YOUR INSTRUCTIONS:
Retype each line below without a single alteration.

─── DATA PROVIDED

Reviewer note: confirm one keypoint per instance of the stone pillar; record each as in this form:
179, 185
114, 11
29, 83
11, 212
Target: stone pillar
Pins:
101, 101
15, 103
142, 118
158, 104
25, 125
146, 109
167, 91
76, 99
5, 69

──────

FINISHED TASK:
Reviewer note: confirm one keypoint per instance of the stone pillar; record each as in this form:
179, 185
114, 11
29, 83
11, 212
Target: stone pillar
Pins:
101, 101
15, 103
142, 118
158, 104
25, 125
146, 109
167, 91
76, 99
5, 69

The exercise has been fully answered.